▸ OBJECTIF: Transcrivez l'ensemble des entrées ci-dessous en un tableau Markdown à deux colonnes, « Numéro » et « Ligne d'entrée », avec une rangée numérotée par ligne. Omettez les lignes vides et laissez les images hors du tableau.

▸ ENTRÉES FOURNIES:

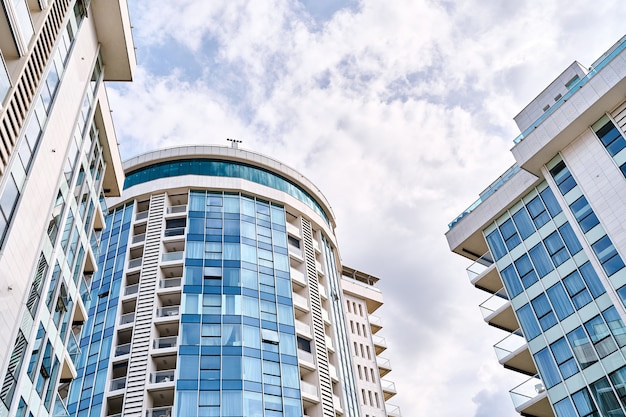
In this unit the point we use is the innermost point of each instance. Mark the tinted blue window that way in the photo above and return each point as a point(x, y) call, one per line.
point(585, 217)
point(544, 312)
point(526, 271)
point(527, 320)
point(547, 368)
point(591, 279)
point(541, 260)
point(571, 241)
point(523, 223)
point(511, 281)
point(538, 212)
point(560, 301)
point(550, 201)
point(511, 238)
point(496, 245)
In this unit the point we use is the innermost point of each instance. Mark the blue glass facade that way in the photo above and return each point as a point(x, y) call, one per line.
point(237, 354)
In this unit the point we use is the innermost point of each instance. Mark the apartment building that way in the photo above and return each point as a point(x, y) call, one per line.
point(219, 292)
point(547, 241)
point(58, 160)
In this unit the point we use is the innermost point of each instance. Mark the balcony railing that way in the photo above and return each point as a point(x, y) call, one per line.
point(122, 349)
point(177, 209)
point(527, 390)
point(509, 344)
point(494, 303)
point(165, 342)
point(139, 238)
point(131, 289)
point(127, 318)
point(118, 383)
point(172, 256)
point(159, 412)
point(479, 266)
point(169, 311)
point(135, 263)
point(170, 282)
point(162, 376)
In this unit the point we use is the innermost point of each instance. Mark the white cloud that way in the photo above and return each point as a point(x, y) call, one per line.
point(401, 112)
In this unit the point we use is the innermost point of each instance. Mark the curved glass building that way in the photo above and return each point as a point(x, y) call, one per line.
point(219, 292)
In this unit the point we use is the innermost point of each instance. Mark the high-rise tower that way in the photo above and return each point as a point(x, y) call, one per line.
point(220, 292)
point(58, 159)
point(549, 244)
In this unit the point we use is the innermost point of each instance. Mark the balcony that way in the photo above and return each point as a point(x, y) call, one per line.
point(131, 289)
point(384, 366)
point(172, 256)
point(513, 353)
point(484, 275)
point(160, 412)
point(389, 388)
point(122, 349)
point(169, 311)
point(380, 344)
point(531, 398)
point(393, 410)
point(161, 377)
point(117, 384)
point(309, 392)
point(127, 318)
point(375, 323)
point(497, 311)
point(165, 342)
point(177, 209)
point(170, 282)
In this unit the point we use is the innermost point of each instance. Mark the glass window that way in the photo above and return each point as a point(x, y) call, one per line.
point(527, 320)
point(560, 300)
point(607, 255)
point(526, 271)
point(496, 245)
point(544, 312)
point(584, 215)
point(547, 368)
point(564, 358)
point(523, 223)
point(577, 290)
point(511, 281)
point(538, 212)
point(541, 260)
point(511, 238)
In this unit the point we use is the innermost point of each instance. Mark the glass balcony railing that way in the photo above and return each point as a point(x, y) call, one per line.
point(527, 390)
point(479, 266)
point(131, 289)
point(494, 303)
point(162, 376)
point(159, 412)
point(169, 311)
point(135, 263)
point(118, 383)
point(122, 349)
point(170, 282)
point(165, 342)
point(172, 256)
point(127, 318)
point(139, 238)
point(509, 344)
point(177, 209)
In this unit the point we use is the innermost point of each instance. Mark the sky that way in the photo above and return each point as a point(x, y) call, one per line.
point(400, 111)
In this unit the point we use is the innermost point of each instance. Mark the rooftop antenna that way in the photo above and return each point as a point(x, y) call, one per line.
point(234, 143)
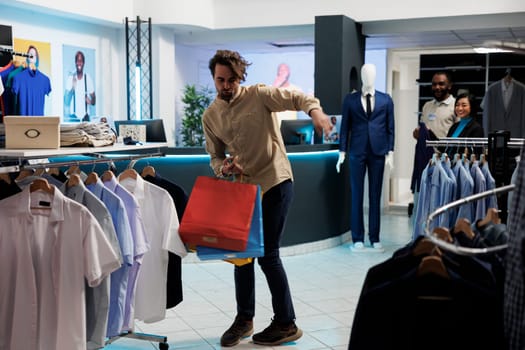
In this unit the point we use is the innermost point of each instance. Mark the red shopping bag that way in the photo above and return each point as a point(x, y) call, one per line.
point(218, 214)
point(255, 246)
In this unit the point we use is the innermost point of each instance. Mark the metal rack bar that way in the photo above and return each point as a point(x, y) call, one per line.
point(471, 141)
point(14, 52)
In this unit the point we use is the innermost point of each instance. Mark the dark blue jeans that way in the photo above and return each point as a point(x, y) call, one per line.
point(275, 204)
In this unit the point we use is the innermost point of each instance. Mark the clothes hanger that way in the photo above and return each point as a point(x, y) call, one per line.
point(443, 234)
point(148, 170)
point(463, 225)
point(39, 172)
point(24, 173)
point(41, 184)
point(425, 247)
point(5, 177)
point(53, 171)
point(73, 169)
point(128, 173)
point(432, 264)
point(107, 175)
point(74, 180)
point(492, 216)
point(92, 178)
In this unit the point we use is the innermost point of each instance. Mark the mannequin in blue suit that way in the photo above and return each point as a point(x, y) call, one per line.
point(369, 140)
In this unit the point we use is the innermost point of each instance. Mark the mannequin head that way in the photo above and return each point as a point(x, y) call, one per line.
point(368, 75)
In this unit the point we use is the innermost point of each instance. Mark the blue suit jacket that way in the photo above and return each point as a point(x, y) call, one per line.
point(357, 130)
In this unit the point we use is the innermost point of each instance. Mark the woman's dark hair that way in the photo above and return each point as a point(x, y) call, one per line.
point(472, 101)
point(230, 59)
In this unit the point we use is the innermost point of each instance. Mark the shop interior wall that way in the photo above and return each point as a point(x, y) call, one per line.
point(108, 43)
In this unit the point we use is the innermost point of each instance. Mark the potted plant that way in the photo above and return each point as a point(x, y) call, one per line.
point(195, 100)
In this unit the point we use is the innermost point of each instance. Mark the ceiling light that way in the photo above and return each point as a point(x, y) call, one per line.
point(282, 44)
point(489, 50)
point(509, 46)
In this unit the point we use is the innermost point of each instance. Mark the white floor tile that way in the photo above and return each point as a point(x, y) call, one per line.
point(325, 280)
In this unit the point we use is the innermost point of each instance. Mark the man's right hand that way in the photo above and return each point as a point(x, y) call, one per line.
point(415, 133)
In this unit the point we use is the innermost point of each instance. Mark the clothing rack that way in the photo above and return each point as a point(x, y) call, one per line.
point(501, 153)
point(471, 141)
point(98, 158)
point(14, 53)
point(459, 249)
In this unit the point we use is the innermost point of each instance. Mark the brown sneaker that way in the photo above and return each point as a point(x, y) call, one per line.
point(276, 334)
point(241, 328)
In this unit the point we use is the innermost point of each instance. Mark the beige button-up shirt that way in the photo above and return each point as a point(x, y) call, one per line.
point(247, 127)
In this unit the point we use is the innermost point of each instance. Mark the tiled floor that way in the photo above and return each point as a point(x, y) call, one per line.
point(325, 288)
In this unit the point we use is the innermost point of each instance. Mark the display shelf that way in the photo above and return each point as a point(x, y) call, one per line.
point(107, 154)
point(64, 151)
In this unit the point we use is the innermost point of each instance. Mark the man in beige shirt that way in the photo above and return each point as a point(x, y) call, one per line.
point(242, 136)
point(438, 113)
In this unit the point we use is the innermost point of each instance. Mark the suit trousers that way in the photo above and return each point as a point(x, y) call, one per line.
point(374, 165)
point(275, 204)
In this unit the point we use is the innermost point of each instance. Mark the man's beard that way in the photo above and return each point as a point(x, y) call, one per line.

▸ CORRIGÉ:
| Numéro | Ligne d'entrée |
|---|---|
| 1 | In this unit the point we use is the innermost point of each instance. Mark the tinted blue window that way in the photo above and return each point as a point(x, y) call, one per line. |
| 2 | point(585, 217) |
| 3 | point(544, 312) |
| 4 | point(526, 271) |
| 5 | point(527, 320) |
| 6 | point(547, 368) |
| 7 | point(591, 279) |
| 8 | point(541, 260) |
| 9 | point(571, 241) |
| 10 | point(523, 223) |
| 11 | point(511, 281) |
| 12 | point(538, 212) |
| 13 | point(560, 301) |
| 14 | point(550, 201) |
| 15 | point(511, 238) |
| 16 | point(496, 245) |
| 17 | In this unit the point we use is the innermost point of each instance. Mark the blue glass facade that way in the photo above and return each point as a point(x, y) call, one per line. |
| 18 | point(237, 354) |
| 19 | In this unit the point we use is the innermost point of each instance. Mark the apartment building that way in the photo above and return each point as a point(x, y) call, one per line. |
| 20 | point(219, 292) |
| 21 | point(547, 241) |
| 22 | point(58, 160) |
| 23 | In this unit the point we use is the innermost point of each instance. Mark the balcony railing that way in the photo above and return each point as a point(x, y) call, one per line. |
| 24 | point(122, 349) |
| 25 | point(177, 209) |
| 26 | point(527, 390) |
| 27 | point(509, 344) |
| 28 | point(494, 303) |
| 29 | point(165, 342) |
| 30 | point(139, 238) |
| 31 | point(131, 289) |
| 32 | point(127, 318) |
| 33 | point(118, 383) |
| 34 | point(172, 256) |
| 35 | point(159, 412) |
| 36 | point(479, 266) |
| 37 | point(169, 311) |
| 38 | point(135, 263) |
| 39 | point(170, 282) |
| 40 | point(162, 376) |
| 41 | In this unit the point we use is the innermost point of each instance. Mark the white cloud that way in the photo above and return each point as a point(x, y) call, one per line. |
| 42 | point(401, 112) |
| 43 | In this unit the point we use is the innermost point of each instance. Mark the curved glass building that way in the photo above and return each point as a point(x, y) call, one per line. |
| 44 | point(219, 292) |
| 45 | In this unit the point we use is the innermost point of each instance. Mark the high-rise tower that way in the photo above and return each point as a point(x, y) call, one per line. |
| 46 | point(220, 292) |
| 47 | point(58, 159) |
| 48 | point(549, 244) |
| 49 | In this unit the point we use is the innermost point of each instance. Mark the balcony that way in the photo above and return each point as a point(x, y) call, one per line. |
| 50 | point(131, 289) |
| 51 | point(384, 366) |
| 52 | point(172, 256) |
| 53 | point(513, 353) |
| 54 | point(484, 275) |
| 55 | point(160, 412) |
| 56 | point(389, 388) |
| 57 | point(122, 349) |
| 58 | point(169, 311) |
| 59 | point(380, 344) |
| 60 | point(531, 398) |
| 61 | point(393, 410) |
| 62 | point(161, 377) |
| 63 | point(117, 384) |
| 64 | point(309, 392) |
| 65 | point(127, 318) |
| 66 | point(375, 323) |
| 67 | point(497, 311) |
| 68 | point(165, 342) |
| 69 | point(177, 209) |
| 70 | point(170, 282) |
| 71 | In this unit the point we use is the innermost point of each instance. Mark the glass window that way in the photo above and return each point as a point(x, y) call, one per line. |
| 72 | point(527, 320) |
| 73 | point(560, 300) |
| 74 | point(607, 255) |
| 75 | point(526, 271) |
| 76 | point(496, 245) |
| 77 | point(544, 312) |
| 78 | point(584, 215) |
| 79 | point(547, 368) |
| 80 | point(564, 358) |
| 81 | point(523, 223) |
| 82 | point(577, 290) |
| 83 | point(511, 281) |
| 84 | point(538, 212) |
| 85 | point(541, 260) |
| 86 | point(511, 238) |
| 87 | In this unit the point we use is the innermost point of each instance. Mark the glass balcony railing that way in the photo above and return each point as a point(x, y) call, one per line. |
| 88 | point(527, 390) |
| 89 | point(479, 266) |
| 90 | point(131, 289) |
| 91 | point(494, 303) |
| 92 | point(162, 376) |
| 93 | point(159, 412) |
| 94 | point(169, 311) |
| 95 | point(135, 263) |
| 96 | point(118, 383) |
| 97 | point(122, 349) |
| 98 | point(170, 282) |
| 99 | point(165, 342) |
| 100 | point(172, 256) |
| 101 | point(127, 318) |
| 102 | point(139, 238) |
| 103 | point(509, 344) |
| 104 | point(177, 209) |
| 105 | In this unit the point we use is the innermost point of each instance. Mark the sky that way in the photo above and return each point as a point(x, y) call, one per line. |
| 106 | point(400, 111) |
| 107 | In this unit the point we use is the innermost point of each instance. Mark the rooftop antenna that way in the photo above and return each point as a point(x, y) call, one per line. |
| 108 | point(234, 143) |
| 109 | In this unit the point we use is the innermost point of each instance. Mark the red shopping bag that way in the photo above and return each point as a point(x, y) call, one per line. |
| 110 | point(218, 214) |
| 111 | point(255, 246) |
| 112 | In this unit the point we use is the innermost point of each instance. Mark the metal rack bar that way in the photo above and return each point as a point(x, y) call, one per line. |
| 113 | point(471, 141) |
| 114 | point(14, 52) |
| 115 | In this unit the point we use is the innermost point of each instance. Mark the dark blue jeans that way in the photo above and return each point as a point(x, y) call, one per line. |
| 116 | point(275, 204) |
| 117 | In this unit the point we use is the innermost point of each instance. Mark the clothes hanger that way in the photo above and return each point as a point(x, y) call, one per line. |
| 118 | point(443, 234) |
| 119 | point(148, 170) |
| 120 | point(463, 225) |
| 121 | point(39, 172) |
| 122 | point(24, 173) |
| 123 | point(41, 184) |
| 124 | point(425, 247) |
| 125 | point(5, 177) |
| 126 | point(53, 171) |
| 127 | point(73, 169) |
| 128 | point(128, 173) |
| 129 | point(432, 264) |
| 130 | point(107, 175) |
| 131 | point(74, 180) |
| 132 | point(492, 216) |
| 133 | point(92, 178) |
| 134 | In this unit the point we use is the innermost point of each instance. Mark the mannequin in blue suit that way in the photo above and return each point as a point(x, y) call, one per line. |
| 135 | point(369, 140) |
| 136 | In this unit the point we use is the innermost point of each instance. Mark the mannequin head that way in the photo above and return each point as a point(x, y) call, one per line. |
| 137 | point(368, 75) |
| 138 | In this unit the point we use is the innermost point of each instance. Mark the blue suit jacket that way in the photo above and return each point as a point(x, y) call, one per line. |
| 139 | point(357, 130) |
| 140 | In this unit the point we use is the innermost point of each instance. Mark the woman's dark hair that way in the photo above and return each point as a point(x, y) call, one per line. |
| 141 | point(472, 101) |
| 142 | point(230, 59) |
| 143 | In this unit the point we use is the innermost point of each instance. Mark the shop interior wall that way in the photo above and return each point as a point(x, y) call, one per line. |
| 144 | point(108, 43) |
| 145 | In this unit the point we use is the innermost point of each instance. Mark the potted plant that way in the photo above and return each point as a point(x, y) call, one per line. |
| 146 | point(195, 100) |
| 147 | In this unit the point we use is the innermost point of each instance. Mark the ceiling light that way in the photo above and return each point as a point(x, y) call, one per line. |
| 148 | point(282, 44) |
| 149 | point(489, 50) |
| 150 | point(509, 46) |
| 151 | In this unit the point we use is the innermost point of each instance. Mark the white floor tile that way in the photo above and return each point as a point(x, y) call, one per line. |
| 152 | point(325, 280) |
| 153 | In this unit the point we use is the innermost point of each instance. Mark the man's right hand that way in the photo above and return each point as a point(x, y) call, one per line. |
| 154 | point(415, 133) |
| 155 | In this unit the point we use is the innermost point of each instance. Mark the clothing rack that way in the photo above and return each point as a point(x, y) call, one per line. |
| 156 | point(501, 153) |
| 157 | point(471, 141) |
| 158 | point(98, 158) |
| 159 | point(14, 53) |
| 160 | point(459, 249) |
| 161 | In this unit the point we use is the innermost point of each instance. Mark the brown sneaker that way in the photo above and return each point as a point(x, y) call, one per line. |
| 162 | point(276, 334) |
| 163 | point(241, 328) |
| 164 | In this unit the point we use is the innermost point of each instance. Mark the beige button-up shirt that way in the photo above and return each point as a point(x, y) call, one per line. |
| 165 | point(247, 127) |
| 166 | In this unit the point we use is the innermost point of each instance. Mark the tiled floor that way in the photo above and return each point as a point(x, y) call, one per line. |
| 167 | point(325, 288) |
| 168 | In this unit the point we use is the innermost point of each instance. Mark the display shelf that way in the photo above and return each point as a point(x, y) call, one per line. |
| 169 | point(107, 154) |
| 170 | point(64, 151) |
| 171 | In this unit the point we use is the innermost point of each instance. Mark the man in beige shirt that way in the photo above and return each point as a point(x, y) call, one per line. |
| 172 | point(242, 136) |
| 173 | point(438, 113) |
| 174 | In this unit the point we use is the innermost point of each instance. Mark the suit trousers that way in the photo above and return each point as a point(x, y) call, one per line. |
| 175 | point(374, 165) |
| 176 | point(275, 204) |
| 177 | In this unit the point we use is the innermost point of each instance. Mark the man's beard that way in the photo above and return each point as a point(x, y) call, one per line. |